_Exercise prompt_:
Take the line with "Could you point to the row" and every line after it in the entries below, and set them down exactly, without any pictures.

_The input_:

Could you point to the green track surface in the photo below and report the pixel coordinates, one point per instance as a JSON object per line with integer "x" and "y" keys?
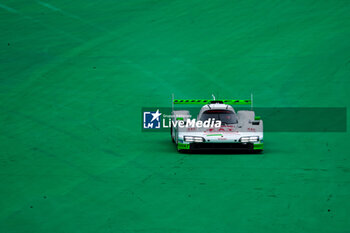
{"x": 74, "y": 76}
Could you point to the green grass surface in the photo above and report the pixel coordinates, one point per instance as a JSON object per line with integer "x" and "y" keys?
{"x": 75, "y": 74}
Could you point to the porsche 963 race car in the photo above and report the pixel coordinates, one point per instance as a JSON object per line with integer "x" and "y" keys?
{"x": 217, "y": 127}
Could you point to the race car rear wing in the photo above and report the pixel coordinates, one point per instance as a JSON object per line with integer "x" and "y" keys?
{"x": 214, "y": 100}
{"x": 206, "y": 101}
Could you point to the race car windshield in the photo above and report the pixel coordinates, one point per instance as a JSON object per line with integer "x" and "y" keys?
{"x": 225, "y": 116}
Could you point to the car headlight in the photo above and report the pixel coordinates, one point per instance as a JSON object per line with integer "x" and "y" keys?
{"x": 193, "y": 139}
{"x": 249, "y": 139}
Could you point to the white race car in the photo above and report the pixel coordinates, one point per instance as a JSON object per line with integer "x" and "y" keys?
{"x": 218, "y": 126}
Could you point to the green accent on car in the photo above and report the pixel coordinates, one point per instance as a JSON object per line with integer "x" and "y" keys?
{"x": 259, "y": 146}
{"x": 183, "y": 146}
{"x": 206, "y": 101}
{"x": 214, "y": 135}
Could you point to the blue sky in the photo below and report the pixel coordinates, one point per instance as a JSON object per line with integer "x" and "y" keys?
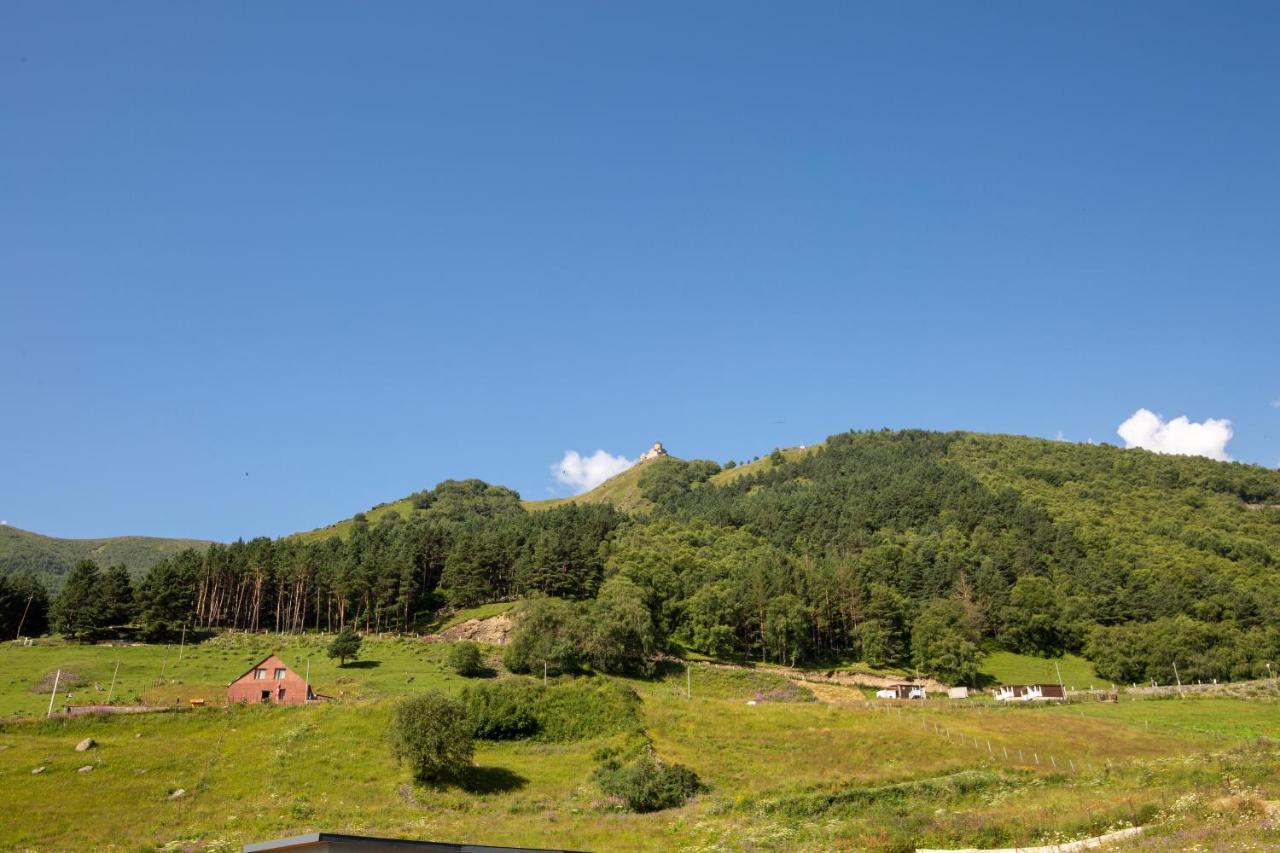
{"x": 263, "y": 265}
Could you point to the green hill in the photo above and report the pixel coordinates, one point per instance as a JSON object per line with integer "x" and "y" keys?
{"x": 50, "y": 557}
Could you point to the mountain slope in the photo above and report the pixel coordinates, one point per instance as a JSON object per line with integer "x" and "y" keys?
{"x": 51, "y": 557}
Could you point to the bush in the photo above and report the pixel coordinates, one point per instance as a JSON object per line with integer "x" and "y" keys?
{"x": 544, "y": 634}
{"x": 586, "y": 708}
{"x": 344, "y": 644}
{"x": 648, "y": 784}
{"x": 432, "y": 733}
{"x": 561, "y": 712}
{"x": 502, "y": 711}
{"x": 465, "y": 658}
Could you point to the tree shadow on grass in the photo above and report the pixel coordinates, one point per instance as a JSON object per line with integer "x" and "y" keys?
{"x": 490, "y": 780}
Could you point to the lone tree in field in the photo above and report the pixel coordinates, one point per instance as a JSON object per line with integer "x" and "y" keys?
{"x": 344, "y": 646}
{"x": 433, "y": 734}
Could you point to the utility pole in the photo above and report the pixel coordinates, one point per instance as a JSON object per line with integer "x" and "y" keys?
{"x": 113, "y": 683}
{"x": 30, "y": 598}
{"x": 54, "y": 694}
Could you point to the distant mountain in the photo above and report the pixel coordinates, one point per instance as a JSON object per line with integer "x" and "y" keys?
{"x": 50, "y": 557}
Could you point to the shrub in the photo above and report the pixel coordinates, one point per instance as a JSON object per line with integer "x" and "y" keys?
{"x": 465, "y": 658}
{"x": 503, "y": 710}
{"x": 344, "y": 644}
{"x": 544, "y": 634}
{"x": 432, "y": 733}
{"x": 648, "y": 784}
{"x": 586, "y": 708}
{"x": 561, "y": 712}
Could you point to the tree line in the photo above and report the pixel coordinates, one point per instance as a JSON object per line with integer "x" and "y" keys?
{"x": 899, "y": 550}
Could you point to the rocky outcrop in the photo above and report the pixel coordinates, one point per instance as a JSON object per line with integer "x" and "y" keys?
{"x": 494, "y": 630}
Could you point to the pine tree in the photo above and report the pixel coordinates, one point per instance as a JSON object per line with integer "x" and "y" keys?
{"x": 78, "y": 610}
{"x": 117, "y": 592}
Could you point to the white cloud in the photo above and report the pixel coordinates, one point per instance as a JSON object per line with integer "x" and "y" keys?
{"x": 585, "y": 473}
{"x": 1151, "y": 432}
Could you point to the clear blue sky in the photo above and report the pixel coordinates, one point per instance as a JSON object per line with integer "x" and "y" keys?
{"x": 266, "y": 264}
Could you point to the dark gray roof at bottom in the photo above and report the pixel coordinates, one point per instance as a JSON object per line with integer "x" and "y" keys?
{"x": 407, "y": 844}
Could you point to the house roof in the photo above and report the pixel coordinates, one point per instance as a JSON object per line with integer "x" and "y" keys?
{"x": 257, "y": 665}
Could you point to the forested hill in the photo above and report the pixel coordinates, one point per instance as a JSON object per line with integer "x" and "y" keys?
{"x": 49, "y": 559}
{"x": 888, "y": 548}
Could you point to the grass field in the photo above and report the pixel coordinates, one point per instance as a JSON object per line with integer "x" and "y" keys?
{"x": 814, "y": 767}
{"x": 1008, "y": 667}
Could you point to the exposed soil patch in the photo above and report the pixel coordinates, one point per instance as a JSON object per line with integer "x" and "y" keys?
{"x": 68, "y": 680}
{"x": 494, "y": 630}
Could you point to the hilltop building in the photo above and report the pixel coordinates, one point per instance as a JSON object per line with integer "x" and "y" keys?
{"x": 1029, "y": 692}
{"x": 657, "y": 451}
{"x": 270, "y": 682}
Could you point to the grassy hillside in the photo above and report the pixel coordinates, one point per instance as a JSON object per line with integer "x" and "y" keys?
{"x": 403, "y": 507}
{"x": 51, "y": 557}
{"x": 836, "y": 774}
{"x": 622, "y": 491}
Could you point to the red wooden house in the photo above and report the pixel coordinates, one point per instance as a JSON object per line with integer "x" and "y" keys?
{"x": 270, "y": 682}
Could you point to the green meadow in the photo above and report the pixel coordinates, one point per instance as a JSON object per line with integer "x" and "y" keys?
{"x": 785, "y": 766}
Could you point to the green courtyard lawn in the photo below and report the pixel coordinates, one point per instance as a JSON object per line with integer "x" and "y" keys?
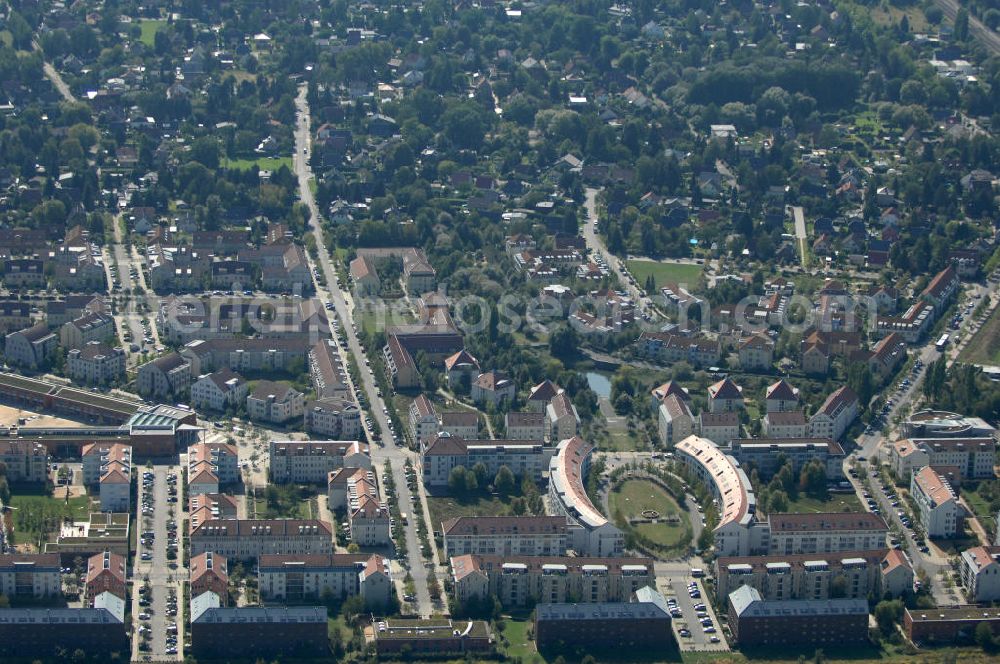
{"x": 837, "y": 502}
{"x": 678, "y": 273}
{"x": 632, "y": 497}
{"x": 149, "y": 29}
{"x": 263, "y": 163}
{"x": 35, "y": 514}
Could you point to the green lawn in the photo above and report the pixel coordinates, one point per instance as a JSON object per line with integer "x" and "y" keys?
{"x": 33, "y": 514}
{"x": 837, "y": 502}
{"x": 678, "y": 273}
{"x": 634, "y": 496}
{"x": 263, "y": 163}
{"x": 149, "y": 29}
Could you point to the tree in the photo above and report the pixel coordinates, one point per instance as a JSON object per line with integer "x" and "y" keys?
{"x": 504, "y": 482}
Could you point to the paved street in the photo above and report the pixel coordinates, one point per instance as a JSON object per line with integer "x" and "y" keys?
{"x": 384, "y": 448}
{"x": 164, "y": 575}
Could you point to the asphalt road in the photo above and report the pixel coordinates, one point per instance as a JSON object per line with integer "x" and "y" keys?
{"x": 161, "y": 576}
{"x": 385, "y": 447}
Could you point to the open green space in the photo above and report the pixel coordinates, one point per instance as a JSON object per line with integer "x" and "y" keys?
{"x": 149, "y": 29}
{"x": 632, "y": 497}
{"x": 836, "y": 502}
{"x": 262, "y": 163}
{"x": 678, "y": 273}
{"x": 984, "y": 346}
{"x": 35, "y": 514}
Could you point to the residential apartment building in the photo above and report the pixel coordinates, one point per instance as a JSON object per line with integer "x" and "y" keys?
{"x": 980, "y": 571}
{"x": 763, "y": 454}
{"x": 825, "y": 533}
{"x": 209, "y": 572}
{"x": 275, "y": 403}
{"x": 355, "y": 490}
{"x": 594, "y": 534}
{"x": 25, "y": 461}
{"x": 314, "y": 577}
{"x": 32, "y": 347}
{"x": 168, "y": 375}
{"x": 523, "y": 581}
{"x": 973, "y": 457}
{"x": 96, "y": 364}
{"x": 506, "y": 536}
{"x": 525, "y": 426}
{"x": 851, "y": 574}
{"x": 106, "y": 572}
{"x": 30, "y": 575}
{"x": 444, "y": 452}
{"x": 937, "y": 503}
{"x": 220, "y": 390}
{"x": 670, "y": 349}
{"x": 836, "y": 414}
{"x": 561, "y": 418}
{"x": 674, "y": 420}
{"x": 720, "y": 428}
{"x": 88, "y": 327}
{"x": 333, "y": 417}
{"x": 312, "y": 461}
{"x": 796, "y": 622}
{"x": 247, "y": 539}
{"x": 785, "y": 424}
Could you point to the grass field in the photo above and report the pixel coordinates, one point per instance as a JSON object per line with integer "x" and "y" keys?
{"x": 263, "y": 163}
{"x": 634, "y": 496}
{"x": 678, "y": 273}
{"x": 837, "y": 502}
{"x": 149, "y": 29}
{"x": 34, "y": 514}
{"x": 984, "y": 347}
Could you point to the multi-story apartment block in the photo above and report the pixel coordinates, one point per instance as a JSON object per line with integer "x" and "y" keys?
{"x": 785, "y": 424}
{"x": 109, "y": 467}
{"x": 980, "y": 572}
{"x": 355, "y": 490}
{"x": 825, "y": 533}
{"x": 423, "y": 420}
{"x": 852, "y": 574}
{"x": 25, "y": 461}
{"x": 506, "y": 536}
{"x": 32, "y": 347}
{"x": 521, "y": 581}
{"x": 210, "y": 573}
{"x": 312, "y": 461}
{"x": 561, "y": 418}
{"x": 525, "y": 426}
{"x": 444, "y": 452}
{"x": 165, "y": 376}
{"x": 836, "y": 414}
{"x": 30, "y": 575}
{"x": 763, "y": 454}
{"x": 594, "y": 535}
{"x": 105, "y": 573}
{"x": 937, "y": 504}
{"x": 274, "y": 402}
{"x": 313, "y": 577}
{"x": 973, "y": 457}
{"x": 333, "y": 417}
{"x": 247, "y": 539}
{"x": 219, "y": 390}
{"x": 96, "y": 364}
{"x": 674, "y": 420}
{"x": 88, "y": 327}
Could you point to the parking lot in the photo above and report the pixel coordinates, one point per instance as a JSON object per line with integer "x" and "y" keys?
{"x": 696, "y": 626}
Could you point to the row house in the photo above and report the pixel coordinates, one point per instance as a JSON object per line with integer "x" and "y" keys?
{"x": 312, "y": 461}
{"x": 519, "y": 581}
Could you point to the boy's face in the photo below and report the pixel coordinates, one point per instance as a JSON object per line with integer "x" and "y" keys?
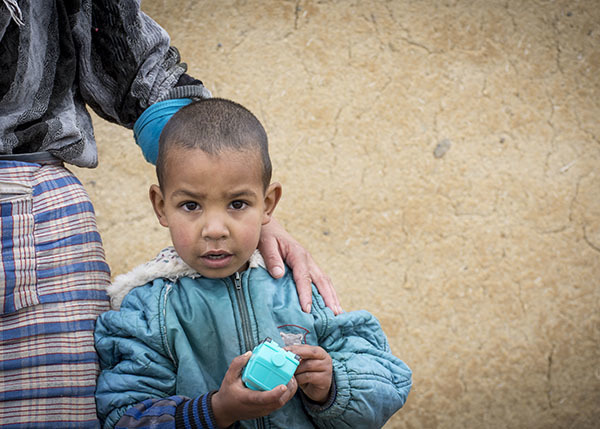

_Result of this task_:
Could you point to the row house in the photo above and report the pixel coordinates, one point per instance as a JSON object per line with integer "x" and "y" keys?
{"x": 312, "y": 461}
{"x": 519, "y": 581}
Could you point to the boy's face in the photo below and report the pixel coordinates, one point per instance as a JSON object per line with integer "x" and "y" keys?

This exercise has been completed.